Problem details | Reproduce the lines between the line holding "mask job: **white marble panel**" and the line holding "Give the mask of every instance of the **white", inclusive, swapping "white marble panel" for "gray stone panel" and leaving everything else as it is.

Recorded information |
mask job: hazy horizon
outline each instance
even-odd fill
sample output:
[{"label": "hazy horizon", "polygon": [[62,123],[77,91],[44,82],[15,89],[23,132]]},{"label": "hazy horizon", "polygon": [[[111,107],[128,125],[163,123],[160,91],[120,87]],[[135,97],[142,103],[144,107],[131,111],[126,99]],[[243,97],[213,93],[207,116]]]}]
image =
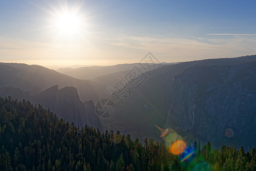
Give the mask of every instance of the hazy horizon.
[{"label": "hazy horizon", "polygon": [[2,1],[0,60],[44,66],[256,54],[252,1]]}]

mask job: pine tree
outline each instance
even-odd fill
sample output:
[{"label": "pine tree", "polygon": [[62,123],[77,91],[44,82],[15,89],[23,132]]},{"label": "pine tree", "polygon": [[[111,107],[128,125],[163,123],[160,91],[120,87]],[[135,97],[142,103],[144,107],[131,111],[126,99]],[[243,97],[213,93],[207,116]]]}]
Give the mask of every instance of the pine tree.
[{"label": "pine tree", "polygon": [[123,167],[124,167],[124,165],[125,164],[124,158],[123,158],[123,153],[121,153],[117,160],[117,162],[116,162],[116,170],[121,170]]}]

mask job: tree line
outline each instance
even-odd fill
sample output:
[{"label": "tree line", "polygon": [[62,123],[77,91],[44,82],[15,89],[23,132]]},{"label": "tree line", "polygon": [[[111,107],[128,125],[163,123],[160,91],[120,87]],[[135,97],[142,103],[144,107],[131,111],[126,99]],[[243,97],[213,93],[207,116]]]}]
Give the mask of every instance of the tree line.
[{"label": "tree line", "polygon": [[254,148],[218,150],[195,141],[184,160],[169,146],[76,127],[40,105],[0,97],[0,170],[256,170]]}]

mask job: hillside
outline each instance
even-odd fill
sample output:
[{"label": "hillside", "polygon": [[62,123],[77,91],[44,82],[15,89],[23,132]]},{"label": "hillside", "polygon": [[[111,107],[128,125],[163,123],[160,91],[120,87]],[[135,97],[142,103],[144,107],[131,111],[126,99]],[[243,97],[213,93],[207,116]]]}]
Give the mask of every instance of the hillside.
[{"label": "hillside", "polygon": [[[194,142],[183,153],[117,131],[65,123],[41,106],[0,97],[1,170],[254,170],[256,149],[247,153]],[[173,143],[173,144],[174,144]]]}]

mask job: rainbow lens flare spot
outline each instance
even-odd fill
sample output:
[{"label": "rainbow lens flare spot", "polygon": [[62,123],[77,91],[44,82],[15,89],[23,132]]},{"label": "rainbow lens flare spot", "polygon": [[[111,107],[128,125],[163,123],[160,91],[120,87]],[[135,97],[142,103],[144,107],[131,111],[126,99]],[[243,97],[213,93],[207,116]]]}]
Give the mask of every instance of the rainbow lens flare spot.
[{"label": "rainbow lens flare spot", "polygon": [[173,154],[180,155],[185,151],[186,148],[186,142],[181,140],[178,140],[172,144],[170,150]]},{"label": "rainbow lens flare spot", "polygon": [[164,137],[168,132],[168,131],[169,131],[168,128],[162,129],[162,128],[160,128],[159,126],[157,126],[157,125],[156,125],[156,127],[160,131],[160,132],[161,132],[160,137]]}]

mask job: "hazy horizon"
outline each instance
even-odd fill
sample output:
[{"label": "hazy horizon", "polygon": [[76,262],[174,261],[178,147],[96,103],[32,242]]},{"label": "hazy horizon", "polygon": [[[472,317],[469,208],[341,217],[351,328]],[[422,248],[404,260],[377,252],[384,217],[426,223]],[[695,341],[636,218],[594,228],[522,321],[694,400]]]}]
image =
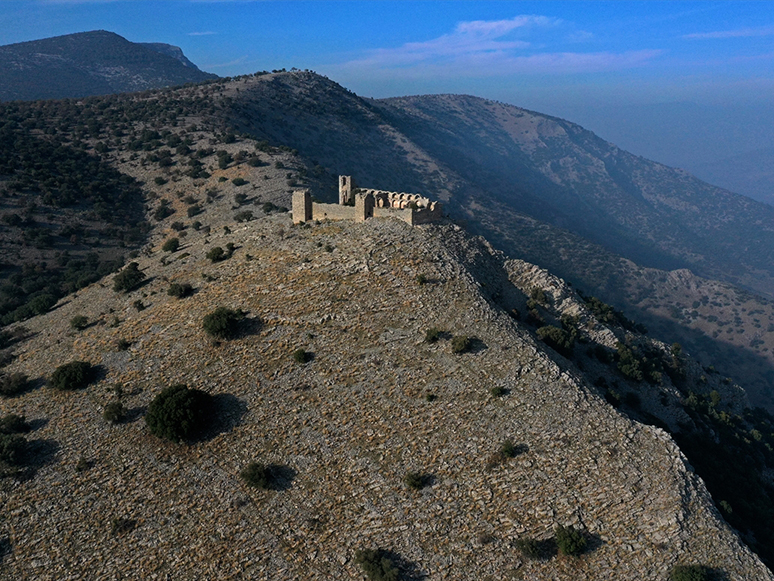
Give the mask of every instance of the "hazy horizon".
[{"label": "hazy horizon", "polygon": [[297,67],[364,97],[469,93],[563,117],[772,203],[774,171],[751,177],[733,161],[774,165],[769,6],[11,1],[0,4],[0,44],[105,29],[180,46],[221,76]]}]

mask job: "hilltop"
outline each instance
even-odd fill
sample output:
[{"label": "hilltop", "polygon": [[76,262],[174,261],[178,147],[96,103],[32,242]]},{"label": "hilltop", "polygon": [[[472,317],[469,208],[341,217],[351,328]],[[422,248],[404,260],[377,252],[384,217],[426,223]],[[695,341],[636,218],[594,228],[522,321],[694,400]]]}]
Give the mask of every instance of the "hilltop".
[{"label": "hilltop", "polygon": [[[310,75],[4,106],[0,144],[19,163],[0,185],[0,243],[19,256],[7,253],[0,289],[4,301],[24,297],[14,275],[31,271],[53,271],[60,286],[47,287],[58,294],[45,314],[30,318],[23,299],[4,311],[15,322],[2,335],[3,373],[29,383],[0,410],[31,431],[27,457],[0,479],[3,574],[356,577],[356,552],[382,548],[407,578],[663,579],[697,564],[770,579],[740,539],[774,559],[774,420],[720,361],[643,335],[596,288],[580,293],[515,257],[534,246],[496,249],[503,236],[490,244],[451,221],[292,225],[292,191],[335,200],[347,155],[363,186],[430,194],[457,216],[505,208],[482,198],[466,211],[462,178],[376,124],[369,101]],[[314,109],[315,91],[338,105]],[[236,115],[277,134],[240,132]],[[58,165],[28,156],[35,144]],[[72,197],[86,158],[126,188],[115,206],[98,184]],[[53,169],[56,179],[40,179]],[[74,240],[68,217],[82,222]],[[566,244],[560,263],[593,254],[589,270],[617,285],[600,288],[637,290],[652,301],[643,308],[678,305],[692,289],[680,300],[698,297],[697,316],[680,318],[708,321],[726,300],[724,317],[765,316],[733,305],[741,295],[725,283],[639,267],[523,214],[511,232],[523,224]],[[30,243],[46,232],[56,244]],[[55,261],[68,240],[81,267]],[[225,260],[208,258],[215,248]],[[97,267],[77,270],[89,252]],[[99,265],[115,269],[108,255],[133,261],[144,283],[114,290],[116,274],[100,278]],[[74,283],[71,267],[83,274]],[[236,338],[204,331],[218,307],[244,315]],[[56,368],[76,360],[93,381],[53,389]],[[190,445],[158,439],[143,420],[178,382],[210,394],[216,411]],[[126,415],[111,424],[117,402]],[[274,466],[272,490],[241,480],[253,461]],[[558,526],[585,535],[580,558],[557,555]],[[522,551],[533,541],[537,560]]]},{"label": "hilltop", "polygon": [[143,91],[217,78],[180,48],[134,43],[105,30],[0,46],[0,101]]},{"label": "hilltop", "polygon": [[[282,179],[263,171],[245,175],[261,196]],[[772,578],[666,432],[616,411],[580,371],[629,389],[614,367],[584,351],[576,366],[514,319],[530,308],[521,288],[541,288],[533,308],[548,322],[572,312],[590,346],[624,339],[560,280],[454,225],[293,227],[283,213],[239,223],[232,212],[213,201],[199,216],[209,233],[188,227],[172,253],[157,230],[137,258],[139,289],[117,293],[106,279],[24,323],[9,369],[35,387],[2,405],[36,426],[39,453],[29,479],[3,481],[8,575],[357,578],[355,551],[381,547],[407,578],[663,579],[678,563]],[[227,243],[233,256],[206,258]],[[172,283],[195,292],[168,296]],[[246,313],[238,338],[204,333],[218,306]],[[72,329],[75,316],[88,327]],[[443,334],[428,343],[434,327]],[[471,337],[470,350],[454,353],[447,333]],[[299,348],[311,361],[294,361]],[[41,385],[71,360],[98,365],[98,380],[75,392]],[[685,365],[683,389],[702,389]],[[217,425],[190,446],[142,421],[176,382],[216,398]],[[639,413],[700,425],[668,379],[660,400],[645,385],[633,388]],[[709,389],[729,413],[745,404],[720,381]],[[111,426],[102,414],[117,397],[129,419]],[[626,401],[621,411],[638,413]],[[506,440],[513,459],[497,455]],[[282,468],[279,489],[240,481],[254,460]],[[410,471],[426,478],[420,491],[404,484]],[[519,539],[549,542],[557,525],[583,530],[591,549],[537,561],[516,550]]]}]

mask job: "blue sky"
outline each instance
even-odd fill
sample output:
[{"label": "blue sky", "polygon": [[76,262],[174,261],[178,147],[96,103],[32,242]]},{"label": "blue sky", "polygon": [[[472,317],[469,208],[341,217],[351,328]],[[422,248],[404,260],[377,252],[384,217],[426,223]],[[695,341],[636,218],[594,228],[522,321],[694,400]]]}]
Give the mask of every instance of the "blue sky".
[{"label": "blue sky", "polygon": [[[646,123],[654,105],[693,103],[708,119],[742,112],[760,125],[774,103],[774,3],[765,1],[0,2],[0,44],[95,29],[180,46],[223,76],[298,67],[368,97],[497,99],[635,152],[641,136],[627,131],[642,127],[622,124]],[[774,147],[759,133],[750,149]]]}]

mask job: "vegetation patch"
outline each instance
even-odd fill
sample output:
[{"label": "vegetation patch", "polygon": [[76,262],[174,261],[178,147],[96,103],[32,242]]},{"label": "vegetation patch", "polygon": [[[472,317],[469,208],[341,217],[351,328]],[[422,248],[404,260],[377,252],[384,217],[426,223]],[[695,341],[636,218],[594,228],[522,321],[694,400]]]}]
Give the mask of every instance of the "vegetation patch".
[{"label": "vegetation patch", "polygon": [[361,549],[355,551],[355,563],[371,581],[398,581],[400,569],[392,562],[383,549]]},{"label": "vegetation patch", "polygon": [[164,388],[153,398],[145,414],[151,433],[172,442],[190,441],[210,420],[211,396],[178,383]]},{"label": "vegetation patch", "polygon": [[218,307],[202,320],[202,328],[215,339],[233,339],[239,334],[239,323],[245,313],[241,310]]},{"label": "vegetation patch", "polygon": [[190,297],[193,294],[193,287],[187,282],[173,282],[171,285],[169,285],[167,294],[177,299],[184,299],[186,297]]},{"label": "vegetation patch", "polygon": [[86,387],[96,375],[94,367],[86,361],[72,361],[60,365],[51,374],[49,385],[60,391],[72,391]]},{"label": "vegetation patch", "polygon": [[466,353],[470,350],[471,340],[467,335],[455,335],[452,337],[452,353]]},{"label": "vegetation patch", "polygon": [[577,557],[586,550],[586,537],[572,526],[560,525],[556,528],[556,546],[563,555]]},{"label": "vegetation patch", "polygon": [[140,271],[140,265],[130,262],[113,278],[113,290],[127,293],[134,290],[145,280],[145,273]]}]

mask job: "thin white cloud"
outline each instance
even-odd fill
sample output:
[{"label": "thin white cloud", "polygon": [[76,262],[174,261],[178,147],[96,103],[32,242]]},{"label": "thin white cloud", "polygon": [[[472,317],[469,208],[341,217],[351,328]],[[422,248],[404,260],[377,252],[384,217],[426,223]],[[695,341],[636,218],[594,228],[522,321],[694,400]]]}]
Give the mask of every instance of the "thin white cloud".
[{"label": "thin white cloud", "polygon": [[[361,58],[334,68],[350,73],[357,70],[392,72],[404,77],[425,74],[491,77],[508,73],[620,70],[642,66],[662,54],[659,50],[621,53],[549,50],[545,47],[545,37],[555,38],[557,31],[562,43],[579,40],[578,31],[572,30],[572,26],[547,16],[460,22],[452,32],[438,38],[370,50]],[[533,37],[537,37],[535,41],[531,40]],[[581,39],[590,37],[589,33],[581,34]]]},{"label": "thin white cloud", "polygon": [[774,26],[757,26],[754,28],[737,28],[735,30],[716,30],[714,32],[694,32],[685,34],[683,38],[691,40],[704,40],[716,38],[749,38],[753,36],[772,36]]},{"label": "thin white cloud", "polygon": [[219,63],[214,65],[204,65],[205,69],[219,69],[222,67],[233,67],[234,65],[243,65],[247,63],[247,55],[241,56],[238,59],[234,59],[233,61],[227,62],[227,63]]}]

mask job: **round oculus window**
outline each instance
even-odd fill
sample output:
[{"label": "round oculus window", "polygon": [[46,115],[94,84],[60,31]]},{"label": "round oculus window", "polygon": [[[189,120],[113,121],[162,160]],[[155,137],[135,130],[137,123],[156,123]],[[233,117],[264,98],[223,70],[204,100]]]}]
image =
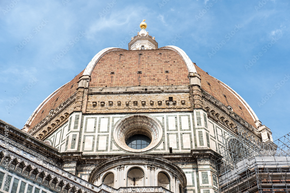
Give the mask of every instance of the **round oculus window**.
[{"label": "round oculus window", "polygon": [[126,144],[135,149],[144,149],[150,144],[151,139],[142,134],[135,135],[129,137],[126,140]]},{"label": "round oculus window", "polygon": [[116,144],[132,152],[142,152],[156,147],[161,141],[162,127],[154,117],[144,115],[126,116],[118,121],[113,131]]}]

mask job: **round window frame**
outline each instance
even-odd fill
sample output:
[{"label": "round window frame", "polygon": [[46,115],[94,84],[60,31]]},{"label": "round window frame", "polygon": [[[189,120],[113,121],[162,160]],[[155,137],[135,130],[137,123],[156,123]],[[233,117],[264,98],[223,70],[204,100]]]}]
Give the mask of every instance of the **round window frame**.
[{"label": "round window frame", "polygon": [[[141,152],[148,151],[159,144],[162,139],[163,130],[161,125],[154,117],[134,115],[127,115],[119,120],[113,133],[114,140],[119,147],[129,152]],[[151,139],[151,143],[143,149],[135,149],[129,147],[126,144],[126,140],[137,134],[146,135]]]}]

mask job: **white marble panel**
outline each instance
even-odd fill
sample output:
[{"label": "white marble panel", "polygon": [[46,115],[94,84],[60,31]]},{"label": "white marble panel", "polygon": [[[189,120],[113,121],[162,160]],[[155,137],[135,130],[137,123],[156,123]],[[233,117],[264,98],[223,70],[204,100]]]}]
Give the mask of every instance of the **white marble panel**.
[{"label": "white marble panel", "polygon": [[215,136],[215,133],[214,132],[213,130],[214,129],[214,126],[213,126],[213,124],[209,122],[207,123],[209,125],[209,134],[213,136]]},{"label": "white marble panel", "polygon": [[188,124],[188,117],[181,116],[181,127],[182,129],[189,129]]},{"label": "white marble panel", "polygon": [[[108,119],[107,119],[107,121],[108,121]],[[99,138],[98,144],[98,150],[106,150],[107,145],[107,136],[100,136]]]},{"label": "white marble panel", "polygon": [[95,119],[88,119],[88,123],[87,124],[87,128],[86,131],[87,132],[93,132],[95,128]]},{"label": "white marble panel", "polygon": [[186,179],[187,182],[187,185],[192,185],[192,174],[185,174],[186,176]]},{"label": "white marble panel", "polygon": [[56,134],[56,137],[55,137],[55,146],[57,146],[59,144],[59,139],[60,138],[60,134],[61,134],[61,131],[60,131]]},{"label": "white marble panel", "polygon": [[176,135],[175,134],[169,135],[169,146],[172,149],[177,148],[177,142],[176,141]]},{"label": "white marble panel", "polygon": [[184,148],[190,148],[190,136],[189,134],[183,134],[182,135],[182,141]]},{"label": "white marble panel", "polygon": [[175,130],[176,129],[176,125],[175,124],[175,117],[168,117],[168,129],[170,130]]},{"label": "white marble panel", "polygon": [[100,132],[108,131],[108,118],[102,118],[101,119],[101,125],[100,126]]},{"label": "white marble panel", "polygon": [[93,136],[86,136],[85,139],[85,146],[84,150],[91,150],[93,148]]}]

Exercise result |
mask job: **gray stone panel**
outline each instance
even-odd fill
sample output:
[{"label": "gray stone panel", "polygon": [[46,115],[94,84],[60,31]]},{"label": "gray stone panel", "polygon": [[[189,120],[113,121],[162,160]],[[155,137],[135,130],[137,123],[156,123]],[[233,117],[264,98],[223,70],[204,100]]]}]
Give the mask of every instance of the **gray stone panel**.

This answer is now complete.